# WHAT TO DO:
Copy out the data below line for line, leaving every character unchanged.

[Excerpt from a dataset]
────────────────
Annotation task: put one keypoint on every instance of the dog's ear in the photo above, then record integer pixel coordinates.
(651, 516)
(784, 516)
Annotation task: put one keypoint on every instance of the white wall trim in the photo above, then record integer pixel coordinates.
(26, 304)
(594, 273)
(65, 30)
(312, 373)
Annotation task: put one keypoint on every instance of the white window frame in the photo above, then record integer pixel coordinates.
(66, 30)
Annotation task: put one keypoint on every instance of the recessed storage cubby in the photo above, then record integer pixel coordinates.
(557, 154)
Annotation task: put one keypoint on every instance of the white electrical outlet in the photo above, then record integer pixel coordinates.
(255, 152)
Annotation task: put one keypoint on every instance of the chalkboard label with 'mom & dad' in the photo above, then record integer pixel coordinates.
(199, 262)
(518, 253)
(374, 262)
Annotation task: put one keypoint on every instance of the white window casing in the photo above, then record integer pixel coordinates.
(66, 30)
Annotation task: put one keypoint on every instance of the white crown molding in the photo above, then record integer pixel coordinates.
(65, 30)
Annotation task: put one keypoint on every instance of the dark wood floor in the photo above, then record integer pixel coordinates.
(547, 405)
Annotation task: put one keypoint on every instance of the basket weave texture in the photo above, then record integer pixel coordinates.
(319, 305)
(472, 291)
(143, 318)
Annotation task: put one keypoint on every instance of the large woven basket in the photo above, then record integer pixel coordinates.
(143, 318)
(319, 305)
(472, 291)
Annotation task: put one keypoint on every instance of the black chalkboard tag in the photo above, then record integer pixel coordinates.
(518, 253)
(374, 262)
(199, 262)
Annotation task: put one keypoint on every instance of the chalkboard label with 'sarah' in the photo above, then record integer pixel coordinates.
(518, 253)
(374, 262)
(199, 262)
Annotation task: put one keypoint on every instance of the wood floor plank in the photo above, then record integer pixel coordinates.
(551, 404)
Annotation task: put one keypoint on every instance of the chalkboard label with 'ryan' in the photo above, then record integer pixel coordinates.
────────────────
# TASK ANSWER:
Annotation task: put one keypoint on every instance of the dog's ear in the photo above, then record integer pixel coordinates.
(651, 516)
(784, 516)
Annotation task: put one keypoint on every instance of the white wall trim in the photo above, then record integer pixel coordinates.
(26, 304)
(594, 273)
(65, 30)
(312, 373)
Annotation task: put one keypoint on every instance of the white window frame in the photo above, then record integer pixel coordinates.
(66, 30)
Annotation task: put one keypoint on every instance of the recessed storage cubby in the photo above, then record integer pixel coordinates.
(557, 154)
Annotation task: put one keypoint on every instance of the white electrical outlet in the photo above, then record integer pixel coordinates.
(255, 152)
Annotation task: put one keypoint on every instance of the chalkboard label with 'mom & dad' in the photo above, then record integer pixel coordinates.
(199, 262)
(518, 253)
(374, 262)
Annotation task: put one keypoint on every instance of the white window casing in the photo above, then record integer pixel coordinates.
(66, 30)
Annotation task: put one keypoint on every instance of the white crown molding in the photo above, then record integer pixel coordinates.
(65, 30)
Annotation task: put one keypoint on every instance of the dark wood floor in the photo above, then record integer pixel coordinates.
(547, 405)
Annotation task: put one keypoint on every instance of the basket weave texture in the photo above, then record integer pixel coordinates.
(319, 305)
(472, 291)
(143, 318)
Annotation task: put one keypoint on every instance of the large woven basket in the photo above, then record integer pixel coordinates.
(143, 318)
(319, 305)
(472, 291)
Annotation task: put one keypoint on every instance of the black chalkboard tag in the photo above, then record integer pixel coordinates.
(518, 253)
(374, 262)
(199, 262)
Annotation task: put one keypoint on every instance of the chalkboard label with 'sarah' in the photo above, then record integer pixel coordinates.
(518, 253)
(374, 262)
(199, 262)
Annotation task: put one keypoint on every instance of the wood floor plank in the photo above, then record integer pixel coordinates.
(551, 404)
Annotation task: put one keypoint on every instance of the chalkboard label with 'ryan' in the photo above, then record integer pixel coordinates.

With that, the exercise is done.